• _WHAT YOU NEED TO DO_:
Report every line of data below that contains the string "between". Case counts.

Lines of data:
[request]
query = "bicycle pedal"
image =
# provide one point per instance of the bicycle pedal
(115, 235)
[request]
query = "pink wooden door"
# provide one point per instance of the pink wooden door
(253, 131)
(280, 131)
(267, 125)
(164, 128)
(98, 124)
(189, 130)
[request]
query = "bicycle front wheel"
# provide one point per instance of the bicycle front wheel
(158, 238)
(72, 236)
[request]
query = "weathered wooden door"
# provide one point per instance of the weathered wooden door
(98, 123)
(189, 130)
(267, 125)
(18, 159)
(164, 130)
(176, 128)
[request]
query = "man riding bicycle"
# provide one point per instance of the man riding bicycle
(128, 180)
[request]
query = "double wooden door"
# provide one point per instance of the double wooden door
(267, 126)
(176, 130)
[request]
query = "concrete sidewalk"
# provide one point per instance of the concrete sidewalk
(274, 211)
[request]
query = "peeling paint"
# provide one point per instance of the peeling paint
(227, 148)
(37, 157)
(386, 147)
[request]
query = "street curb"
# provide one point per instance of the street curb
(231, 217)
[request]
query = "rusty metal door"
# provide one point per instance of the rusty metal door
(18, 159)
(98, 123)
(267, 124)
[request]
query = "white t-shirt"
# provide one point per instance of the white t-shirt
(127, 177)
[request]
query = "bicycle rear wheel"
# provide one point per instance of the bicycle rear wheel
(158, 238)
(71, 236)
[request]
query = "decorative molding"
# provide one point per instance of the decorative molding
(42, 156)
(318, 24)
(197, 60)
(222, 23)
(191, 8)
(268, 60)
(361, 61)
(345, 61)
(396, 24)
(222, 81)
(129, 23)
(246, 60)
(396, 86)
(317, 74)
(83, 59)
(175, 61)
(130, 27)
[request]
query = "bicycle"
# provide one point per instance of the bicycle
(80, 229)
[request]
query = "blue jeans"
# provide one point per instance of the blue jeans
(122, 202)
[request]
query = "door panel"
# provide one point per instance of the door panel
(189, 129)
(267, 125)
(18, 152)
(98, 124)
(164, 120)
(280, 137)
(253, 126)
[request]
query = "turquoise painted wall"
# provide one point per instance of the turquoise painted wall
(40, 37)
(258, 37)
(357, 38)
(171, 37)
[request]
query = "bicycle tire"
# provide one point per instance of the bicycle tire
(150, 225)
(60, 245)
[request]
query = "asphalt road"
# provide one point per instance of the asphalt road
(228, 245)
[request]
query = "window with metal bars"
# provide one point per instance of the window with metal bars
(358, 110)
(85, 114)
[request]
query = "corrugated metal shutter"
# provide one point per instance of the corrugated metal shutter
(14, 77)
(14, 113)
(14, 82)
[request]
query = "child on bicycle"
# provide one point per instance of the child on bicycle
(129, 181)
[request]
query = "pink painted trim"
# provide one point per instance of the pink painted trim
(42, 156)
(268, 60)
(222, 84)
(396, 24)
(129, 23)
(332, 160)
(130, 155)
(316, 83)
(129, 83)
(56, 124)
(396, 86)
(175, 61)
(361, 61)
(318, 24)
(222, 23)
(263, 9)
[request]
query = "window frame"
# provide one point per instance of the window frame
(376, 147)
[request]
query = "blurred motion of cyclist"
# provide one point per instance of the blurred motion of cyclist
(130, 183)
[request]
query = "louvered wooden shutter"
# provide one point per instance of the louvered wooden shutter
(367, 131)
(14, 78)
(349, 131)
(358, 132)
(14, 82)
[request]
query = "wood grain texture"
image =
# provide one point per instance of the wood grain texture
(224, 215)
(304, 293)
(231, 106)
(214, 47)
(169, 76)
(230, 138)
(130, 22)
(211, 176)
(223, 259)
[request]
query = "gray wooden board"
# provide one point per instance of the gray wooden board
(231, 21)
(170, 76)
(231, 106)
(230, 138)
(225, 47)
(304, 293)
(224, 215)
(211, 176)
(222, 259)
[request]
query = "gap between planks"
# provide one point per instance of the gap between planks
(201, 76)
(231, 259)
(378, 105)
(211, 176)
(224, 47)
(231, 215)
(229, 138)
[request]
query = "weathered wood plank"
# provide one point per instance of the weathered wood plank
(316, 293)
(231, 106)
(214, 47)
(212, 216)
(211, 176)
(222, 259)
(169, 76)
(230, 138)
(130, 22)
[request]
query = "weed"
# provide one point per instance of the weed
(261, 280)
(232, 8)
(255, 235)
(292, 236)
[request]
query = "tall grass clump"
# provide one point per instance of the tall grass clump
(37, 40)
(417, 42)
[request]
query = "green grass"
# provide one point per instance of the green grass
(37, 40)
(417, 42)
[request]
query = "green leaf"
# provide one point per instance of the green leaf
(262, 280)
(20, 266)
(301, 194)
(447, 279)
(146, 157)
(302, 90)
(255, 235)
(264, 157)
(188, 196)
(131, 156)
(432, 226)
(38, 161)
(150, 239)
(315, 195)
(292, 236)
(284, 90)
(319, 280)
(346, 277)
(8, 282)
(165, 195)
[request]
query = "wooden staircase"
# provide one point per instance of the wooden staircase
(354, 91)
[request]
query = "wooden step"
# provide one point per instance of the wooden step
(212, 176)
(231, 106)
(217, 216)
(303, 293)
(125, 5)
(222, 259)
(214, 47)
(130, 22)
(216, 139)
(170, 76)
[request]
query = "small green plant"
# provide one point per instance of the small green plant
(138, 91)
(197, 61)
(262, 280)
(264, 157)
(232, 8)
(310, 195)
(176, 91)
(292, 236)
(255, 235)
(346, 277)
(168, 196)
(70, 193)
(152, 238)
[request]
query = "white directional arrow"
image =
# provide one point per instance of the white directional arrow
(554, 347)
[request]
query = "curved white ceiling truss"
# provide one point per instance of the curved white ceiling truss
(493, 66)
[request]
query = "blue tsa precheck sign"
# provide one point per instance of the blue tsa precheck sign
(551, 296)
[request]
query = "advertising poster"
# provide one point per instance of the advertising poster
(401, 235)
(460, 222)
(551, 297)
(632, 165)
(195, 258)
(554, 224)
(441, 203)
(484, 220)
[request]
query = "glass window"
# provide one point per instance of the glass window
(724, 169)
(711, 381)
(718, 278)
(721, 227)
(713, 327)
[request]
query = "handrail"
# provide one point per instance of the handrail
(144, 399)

• _EXPECTED ANSWER_:
query = "gap between planks"
# provide one point per instance of the gap between planks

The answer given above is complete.